#### Text to read:
◆ ◆ ◆

As anyone who has bought or sold a property could recount, there are plenty of forms to sign. And today there are more than ever. As the world has changed and there have been reactions to failures within any system, new protocol is set up to try to control all that.
When we go out with a buyer one of the first things we do is to discuss agency. There is a form which I believe was new about two years ago which must be signed by all potential buyers. When first introduced there was some discussion as to when this needed to happen and it got a bit sticky. What I understood from my continuing education person, who is terrific, is that provided you discuss it immediately, when in the continuum of working with someone that form is signed depends on when there is "substantive discussion" about a specific property that might become something they'd write a contract on.
There are different schools of thought. I know one Realtor who gets that form signed before clients are taken to a single property. This is because they have been burned by buyers who didn't take the process seriously. What the form outlines is the list of obligations that a Realtor has to their client. Also, in most cases the form selected and set out for signature states that Realtor is working exclusively for the buyer. That buyer is represented. That buyer has someone in their corner to help them through every step of the process. This is real, contractual responsibility as important as the listing agreement is between Realtor and seller.
With the form you can select a duration of just the one day that the new buyers are agreeing to work with you. It doesn't have to be for a week, a month or a year. That way at the end of the day purchasers can evaluate their experience and see if they would be pleased to continue working with that individual. I tend to have the conversation, but not push for a signed piece of paper. Generally if someone doesn't want to work with me after a day of looking at real estate, then probably I'm better off without them. Thus far I've not had that experience. If someone didn't want to work with me it is because they determined that the Northern Neck wasn't the area for them to pursue. Ususally that doesn't happen either because I have enough passion for living here that I think some of it rubs off. Some of the hurdles don't seem so high. There really is a gentleness to life here, but establishing your connections and your patterns makes a difference.

◆ ◆ ◆

[Stored data]
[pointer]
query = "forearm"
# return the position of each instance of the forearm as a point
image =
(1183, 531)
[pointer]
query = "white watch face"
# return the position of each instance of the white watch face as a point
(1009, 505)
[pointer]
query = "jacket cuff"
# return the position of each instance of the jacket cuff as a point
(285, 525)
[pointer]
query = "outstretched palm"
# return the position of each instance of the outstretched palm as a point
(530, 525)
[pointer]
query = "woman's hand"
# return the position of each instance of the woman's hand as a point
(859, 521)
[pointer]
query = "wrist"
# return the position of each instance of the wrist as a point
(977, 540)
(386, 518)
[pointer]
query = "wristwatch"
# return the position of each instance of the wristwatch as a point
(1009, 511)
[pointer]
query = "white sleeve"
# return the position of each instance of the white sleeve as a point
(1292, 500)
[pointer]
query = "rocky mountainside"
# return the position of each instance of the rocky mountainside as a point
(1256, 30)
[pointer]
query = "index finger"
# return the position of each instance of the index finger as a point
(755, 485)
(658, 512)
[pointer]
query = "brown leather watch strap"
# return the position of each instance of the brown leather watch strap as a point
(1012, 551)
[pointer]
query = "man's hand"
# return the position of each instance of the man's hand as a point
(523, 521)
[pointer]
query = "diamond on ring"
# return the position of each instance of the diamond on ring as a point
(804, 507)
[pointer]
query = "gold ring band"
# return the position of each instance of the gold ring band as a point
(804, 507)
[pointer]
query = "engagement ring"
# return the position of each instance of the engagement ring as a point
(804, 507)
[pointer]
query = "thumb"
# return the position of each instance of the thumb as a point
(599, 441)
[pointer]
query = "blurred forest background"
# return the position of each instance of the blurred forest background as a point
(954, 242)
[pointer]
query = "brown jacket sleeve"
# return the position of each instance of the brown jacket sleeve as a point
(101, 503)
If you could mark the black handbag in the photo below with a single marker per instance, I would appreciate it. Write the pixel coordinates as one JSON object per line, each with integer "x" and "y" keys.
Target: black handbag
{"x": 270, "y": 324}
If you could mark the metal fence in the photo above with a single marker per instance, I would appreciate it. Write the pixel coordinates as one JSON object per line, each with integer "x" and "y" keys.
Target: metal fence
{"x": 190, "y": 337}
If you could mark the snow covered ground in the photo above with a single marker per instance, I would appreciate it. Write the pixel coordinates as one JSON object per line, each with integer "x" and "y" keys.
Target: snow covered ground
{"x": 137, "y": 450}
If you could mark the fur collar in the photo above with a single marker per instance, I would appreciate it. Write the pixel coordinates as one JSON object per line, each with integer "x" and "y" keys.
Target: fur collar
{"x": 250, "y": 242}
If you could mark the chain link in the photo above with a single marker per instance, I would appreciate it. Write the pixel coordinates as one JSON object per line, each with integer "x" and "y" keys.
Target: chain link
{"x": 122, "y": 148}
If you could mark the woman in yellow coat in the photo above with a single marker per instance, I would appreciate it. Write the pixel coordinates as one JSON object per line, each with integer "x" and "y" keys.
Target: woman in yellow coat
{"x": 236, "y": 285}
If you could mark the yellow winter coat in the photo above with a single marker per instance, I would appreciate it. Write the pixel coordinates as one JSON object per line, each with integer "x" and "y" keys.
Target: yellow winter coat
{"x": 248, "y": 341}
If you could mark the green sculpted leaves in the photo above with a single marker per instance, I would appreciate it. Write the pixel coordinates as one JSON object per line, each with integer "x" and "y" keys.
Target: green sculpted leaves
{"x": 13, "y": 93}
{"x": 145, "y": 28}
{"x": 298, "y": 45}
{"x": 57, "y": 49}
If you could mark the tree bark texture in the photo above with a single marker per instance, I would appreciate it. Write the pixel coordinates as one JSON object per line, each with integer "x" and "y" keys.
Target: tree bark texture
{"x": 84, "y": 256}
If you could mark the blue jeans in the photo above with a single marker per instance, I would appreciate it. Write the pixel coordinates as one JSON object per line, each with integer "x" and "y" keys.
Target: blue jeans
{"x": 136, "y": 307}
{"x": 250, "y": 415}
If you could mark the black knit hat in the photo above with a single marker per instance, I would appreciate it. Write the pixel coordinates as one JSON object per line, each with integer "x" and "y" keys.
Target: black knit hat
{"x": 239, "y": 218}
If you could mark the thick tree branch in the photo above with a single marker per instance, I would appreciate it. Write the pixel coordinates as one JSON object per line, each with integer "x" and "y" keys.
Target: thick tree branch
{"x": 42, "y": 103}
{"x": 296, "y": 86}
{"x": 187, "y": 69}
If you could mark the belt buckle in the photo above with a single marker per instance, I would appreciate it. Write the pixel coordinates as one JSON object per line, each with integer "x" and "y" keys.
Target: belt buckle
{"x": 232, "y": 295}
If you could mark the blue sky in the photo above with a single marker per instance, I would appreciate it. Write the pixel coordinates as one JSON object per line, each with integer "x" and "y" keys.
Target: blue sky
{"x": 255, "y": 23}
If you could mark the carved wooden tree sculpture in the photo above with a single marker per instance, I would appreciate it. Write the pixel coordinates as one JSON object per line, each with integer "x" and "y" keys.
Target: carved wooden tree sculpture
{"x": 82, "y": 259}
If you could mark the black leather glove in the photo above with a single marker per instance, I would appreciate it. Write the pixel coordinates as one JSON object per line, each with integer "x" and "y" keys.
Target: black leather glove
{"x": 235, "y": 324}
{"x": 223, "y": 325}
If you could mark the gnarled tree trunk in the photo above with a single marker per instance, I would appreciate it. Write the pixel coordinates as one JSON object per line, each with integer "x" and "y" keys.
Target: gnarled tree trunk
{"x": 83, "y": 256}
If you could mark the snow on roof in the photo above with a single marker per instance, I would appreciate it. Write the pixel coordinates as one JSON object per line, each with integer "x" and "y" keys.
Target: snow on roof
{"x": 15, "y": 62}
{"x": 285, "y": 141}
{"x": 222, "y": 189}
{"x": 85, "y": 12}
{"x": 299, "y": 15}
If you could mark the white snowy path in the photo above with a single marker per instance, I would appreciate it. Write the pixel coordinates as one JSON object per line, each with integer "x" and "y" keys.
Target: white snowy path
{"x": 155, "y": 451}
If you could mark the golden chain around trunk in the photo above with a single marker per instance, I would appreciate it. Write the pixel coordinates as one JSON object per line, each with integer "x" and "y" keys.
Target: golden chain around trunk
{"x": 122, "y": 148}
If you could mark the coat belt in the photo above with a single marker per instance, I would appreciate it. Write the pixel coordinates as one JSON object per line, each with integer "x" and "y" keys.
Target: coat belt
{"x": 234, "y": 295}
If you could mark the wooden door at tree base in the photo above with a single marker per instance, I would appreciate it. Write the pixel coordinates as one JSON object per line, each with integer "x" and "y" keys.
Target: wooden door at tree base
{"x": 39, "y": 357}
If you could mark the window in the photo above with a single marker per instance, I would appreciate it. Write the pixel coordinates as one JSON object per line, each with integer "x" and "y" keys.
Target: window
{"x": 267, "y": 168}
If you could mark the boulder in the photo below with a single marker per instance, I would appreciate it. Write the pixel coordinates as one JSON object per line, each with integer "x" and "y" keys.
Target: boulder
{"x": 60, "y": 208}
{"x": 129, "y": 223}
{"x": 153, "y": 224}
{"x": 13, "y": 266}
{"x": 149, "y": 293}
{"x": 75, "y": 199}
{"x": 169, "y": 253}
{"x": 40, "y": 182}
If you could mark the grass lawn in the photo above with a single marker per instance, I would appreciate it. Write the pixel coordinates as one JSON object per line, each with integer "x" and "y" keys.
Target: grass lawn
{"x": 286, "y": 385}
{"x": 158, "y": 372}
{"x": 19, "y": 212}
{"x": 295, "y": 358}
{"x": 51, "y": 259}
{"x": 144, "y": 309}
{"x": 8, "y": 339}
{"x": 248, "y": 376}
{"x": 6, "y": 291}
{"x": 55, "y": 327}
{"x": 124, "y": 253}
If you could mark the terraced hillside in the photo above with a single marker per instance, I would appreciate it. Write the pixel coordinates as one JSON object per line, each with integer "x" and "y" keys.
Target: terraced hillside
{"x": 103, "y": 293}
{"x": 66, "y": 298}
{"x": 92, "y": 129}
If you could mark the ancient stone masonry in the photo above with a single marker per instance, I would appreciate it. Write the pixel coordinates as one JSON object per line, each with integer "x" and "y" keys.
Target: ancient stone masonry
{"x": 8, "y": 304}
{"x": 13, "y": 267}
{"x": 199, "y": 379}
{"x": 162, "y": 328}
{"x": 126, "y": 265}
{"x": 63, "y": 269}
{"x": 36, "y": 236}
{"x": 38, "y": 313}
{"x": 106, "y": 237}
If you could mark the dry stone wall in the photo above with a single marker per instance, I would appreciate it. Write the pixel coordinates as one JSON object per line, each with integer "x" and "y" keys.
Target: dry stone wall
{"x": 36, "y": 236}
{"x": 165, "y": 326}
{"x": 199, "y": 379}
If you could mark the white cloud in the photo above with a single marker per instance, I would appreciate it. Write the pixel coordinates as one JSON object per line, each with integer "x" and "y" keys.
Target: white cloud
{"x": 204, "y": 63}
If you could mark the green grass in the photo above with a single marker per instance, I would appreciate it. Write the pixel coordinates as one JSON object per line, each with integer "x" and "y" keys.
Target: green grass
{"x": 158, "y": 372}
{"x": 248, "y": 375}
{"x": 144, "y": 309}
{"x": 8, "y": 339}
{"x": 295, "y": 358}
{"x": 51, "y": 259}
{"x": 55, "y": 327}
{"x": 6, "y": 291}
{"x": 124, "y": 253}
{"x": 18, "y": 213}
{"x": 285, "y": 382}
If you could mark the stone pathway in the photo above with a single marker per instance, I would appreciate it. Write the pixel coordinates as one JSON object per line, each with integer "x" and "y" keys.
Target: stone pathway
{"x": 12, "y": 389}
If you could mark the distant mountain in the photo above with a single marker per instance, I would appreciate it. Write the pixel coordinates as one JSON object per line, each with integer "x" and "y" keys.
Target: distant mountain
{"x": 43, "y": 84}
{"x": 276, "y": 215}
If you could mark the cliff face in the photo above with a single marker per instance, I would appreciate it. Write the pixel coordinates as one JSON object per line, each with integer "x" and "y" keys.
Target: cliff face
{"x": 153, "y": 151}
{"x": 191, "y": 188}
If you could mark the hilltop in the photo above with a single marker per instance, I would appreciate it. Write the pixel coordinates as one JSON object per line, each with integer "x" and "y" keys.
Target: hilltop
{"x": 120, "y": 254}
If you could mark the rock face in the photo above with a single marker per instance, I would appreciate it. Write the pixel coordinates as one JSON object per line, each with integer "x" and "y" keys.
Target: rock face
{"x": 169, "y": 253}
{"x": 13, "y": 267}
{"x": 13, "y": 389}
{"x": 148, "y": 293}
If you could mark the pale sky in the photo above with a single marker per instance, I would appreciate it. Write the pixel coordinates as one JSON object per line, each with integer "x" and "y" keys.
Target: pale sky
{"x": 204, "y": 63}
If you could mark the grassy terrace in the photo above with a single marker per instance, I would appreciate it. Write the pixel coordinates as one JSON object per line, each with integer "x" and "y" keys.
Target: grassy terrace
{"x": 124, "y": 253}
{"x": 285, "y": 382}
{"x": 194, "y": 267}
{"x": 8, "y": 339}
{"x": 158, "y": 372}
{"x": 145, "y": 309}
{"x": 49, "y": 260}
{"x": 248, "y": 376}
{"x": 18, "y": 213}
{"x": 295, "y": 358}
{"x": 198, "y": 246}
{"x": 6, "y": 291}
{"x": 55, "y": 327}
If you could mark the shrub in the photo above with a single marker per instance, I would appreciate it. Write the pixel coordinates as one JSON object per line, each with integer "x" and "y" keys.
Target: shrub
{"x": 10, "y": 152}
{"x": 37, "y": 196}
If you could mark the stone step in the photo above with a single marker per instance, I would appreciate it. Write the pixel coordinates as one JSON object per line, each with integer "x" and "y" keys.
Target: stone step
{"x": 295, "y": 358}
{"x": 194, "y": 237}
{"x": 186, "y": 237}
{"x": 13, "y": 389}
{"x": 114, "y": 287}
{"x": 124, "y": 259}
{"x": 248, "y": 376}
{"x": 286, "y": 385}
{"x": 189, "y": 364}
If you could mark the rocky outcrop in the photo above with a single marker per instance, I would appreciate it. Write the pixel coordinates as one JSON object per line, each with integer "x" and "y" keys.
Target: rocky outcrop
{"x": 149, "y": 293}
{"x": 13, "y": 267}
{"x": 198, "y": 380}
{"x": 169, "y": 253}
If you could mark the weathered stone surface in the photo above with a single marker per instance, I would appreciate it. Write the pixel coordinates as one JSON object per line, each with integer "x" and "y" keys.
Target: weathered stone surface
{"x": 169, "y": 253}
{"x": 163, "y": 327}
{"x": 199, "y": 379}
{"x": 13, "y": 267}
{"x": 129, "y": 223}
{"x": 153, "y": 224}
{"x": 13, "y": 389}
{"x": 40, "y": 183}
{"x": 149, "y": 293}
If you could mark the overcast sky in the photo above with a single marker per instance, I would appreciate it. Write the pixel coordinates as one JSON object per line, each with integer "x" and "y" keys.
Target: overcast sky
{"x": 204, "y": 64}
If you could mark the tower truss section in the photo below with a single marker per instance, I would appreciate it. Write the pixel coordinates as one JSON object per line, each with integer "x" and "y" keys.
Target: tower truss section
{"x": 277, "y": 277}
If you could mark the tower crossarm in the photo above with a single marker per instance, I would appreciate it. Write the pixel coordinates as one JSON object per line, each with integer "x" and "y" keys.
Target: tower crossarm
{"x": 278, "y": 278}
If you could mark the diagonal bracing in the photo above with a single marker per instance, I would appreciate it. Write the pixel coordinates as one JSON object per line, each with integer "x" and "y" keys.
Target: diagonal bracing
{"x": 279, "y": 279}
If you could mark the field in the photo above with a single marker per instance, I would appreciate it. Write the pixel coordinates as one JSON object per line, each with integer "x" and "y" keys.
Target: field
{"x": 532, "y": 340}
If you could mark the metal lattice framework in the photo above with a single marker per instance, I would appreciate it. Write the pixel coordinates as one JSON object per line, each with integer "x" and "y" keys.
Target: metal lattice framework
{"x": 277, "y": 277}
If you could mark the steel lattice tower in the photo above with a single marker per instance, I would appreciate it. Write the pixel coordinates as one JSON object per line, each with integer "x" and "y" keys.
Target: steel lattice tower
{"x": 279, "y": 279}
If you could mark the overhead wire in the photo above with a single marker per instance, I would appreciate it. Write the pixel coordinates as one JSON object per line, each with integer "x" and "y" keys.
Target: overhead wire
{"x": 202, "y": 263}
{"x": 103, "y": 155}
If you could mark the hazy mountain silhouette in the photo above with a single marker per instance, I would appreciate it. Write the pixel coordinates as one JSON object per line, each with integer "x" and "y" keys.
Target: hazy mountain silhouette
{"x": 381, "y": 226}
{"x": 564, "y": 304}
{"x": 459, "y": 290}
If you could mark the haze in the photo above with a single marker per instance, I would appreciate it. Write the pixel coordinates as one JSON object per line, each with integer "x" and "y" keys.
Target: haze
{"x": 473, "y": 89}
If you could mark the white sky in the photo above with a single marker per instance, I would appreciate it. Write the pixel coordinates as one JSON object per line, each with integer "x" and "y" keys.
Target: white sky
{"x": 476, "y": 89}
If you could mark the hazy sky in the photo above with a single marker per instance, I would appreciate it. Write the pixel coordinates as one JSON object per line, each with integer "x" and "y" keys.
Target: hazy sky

◆ ◆ ◆

#### Goals:
1. Return the passage on buyer agency forms word for word, beginning at the words "As anyone who" and stopping after "a contract on.".
2. Summarize the passage on buyer agency forms in two sentences.
3. Extend the passage on buyer agency forms, picking up after its final sentence.

#### Expected responses:
1.
As anyone who has bought or sold a property could recount, there are plenty of forms to sign. And today there are more than ever. As the world has changed and there have been reactions to failures within any system, new protocol is set up to try to control all that.
When we go out with a buyer one of the first things we do is to discuss agency. There is a form which I believe was new about two years ago which must be signed by all potential buyers. When first introduced there was some discussion as to when this needed to happen and it got a bit sticky. What I understood from my continuing education person, who is terrific, is that provided you discuss it immediately, when in the continuum of working with someone that form is signed depends on when there is "substantive discussion" about a specific property that might become something they'd write a contract on.

2. Buying or selling property now involves more forms than ever, including an agency form that all potential buyers must sign, which lists a Realtor's obligations and in most cases states that the Realtor works exclusively for the buyer. The form can cover as little as one day, and the writer prefers to discuss it without pushing for a signature, on the view that a buyer who does not want to continue after a day of looking is better let go.

3.
Let's keep going on the buyer side. So a buyer signs the form, sooner or later. And finds a property and wants to write an offer. That writing an offer includes a bunch of forms. There is the contract itself which outlines the who (seller and buyer), the what (the tax map number, physical address, deed book/deed page that describes the property), the when (what is the expected close date) and the where (who will close it, be it an attorney, a title company, or to be determined). Obviously there are other items such as how it will be paid for, cash or financing or even owner financing. A down payment, any special considerations that may have come up. It could be contingent on a number of things, not just financing. It all depends.
Move on from that form to the other forms. The Disclosure form which the seller has had to sign also needs to be signed by the buyer. What this form really says is that the seller doesn't know anything wrong with the property related to things like limitations from an Historic District, run-off water, power plants....lots of different things that mostly don't affect us here, but the form should be looked through. It says, buyer beware, you are in charge of finding out about the property. Granted there are a couple of protections in place. Almost everyone I've ever worked with signs the Home Inspection form and a professional home inspector looks at the house at the buyers' expense. If items that one would expect would be kept up at the house are not up to snuff, then those are requested as repairs within the context of getting to closing. There is often negotiation of there seems to be excessive requests, etc. So the home inspection form protects the buyer. There is also a clause in the contract that states that the property will be conveyed by general warranty deed which means that it will be protected and guaranteed to the highest level. This is confirmed through the title search that is done when a property is going to closing. So yes, there are safeguards. But there is nothing like a bit of snooping to be helpful in all this. What if someone down the street is a real junker and is constantly moving stuff back and forth past your front door. No one is going to tell you this. You need to come back and visit your house a couple of times. Not that I'm suggesting paranoia, and generally this kind of issue seems to be more pertinent where people live closer together. And really, if you are concerned you should do this checking prior to writing a contract. (To tell you the truth practically none of my buyers over the last twenty years specifically did this sort of snooping. They just got to know the neighborhood a bit, probably talked to a neighbor or two and that was that. No complaints....it all worked out.)
There is also the Lead Based Paint form which is for homes built prior to 1979. Obviously if what you are selling or buying a property post-1979, then there is no need for the lead based paint form. This form is meant to draw the buyers attention to the fact that there might be that type of paint within a house and that exposure, especially for young children can be highly detrimental. Important stuff, but again, it probably relates more to city situations than here, but better that everyone be informed...and alerted to the possibilities.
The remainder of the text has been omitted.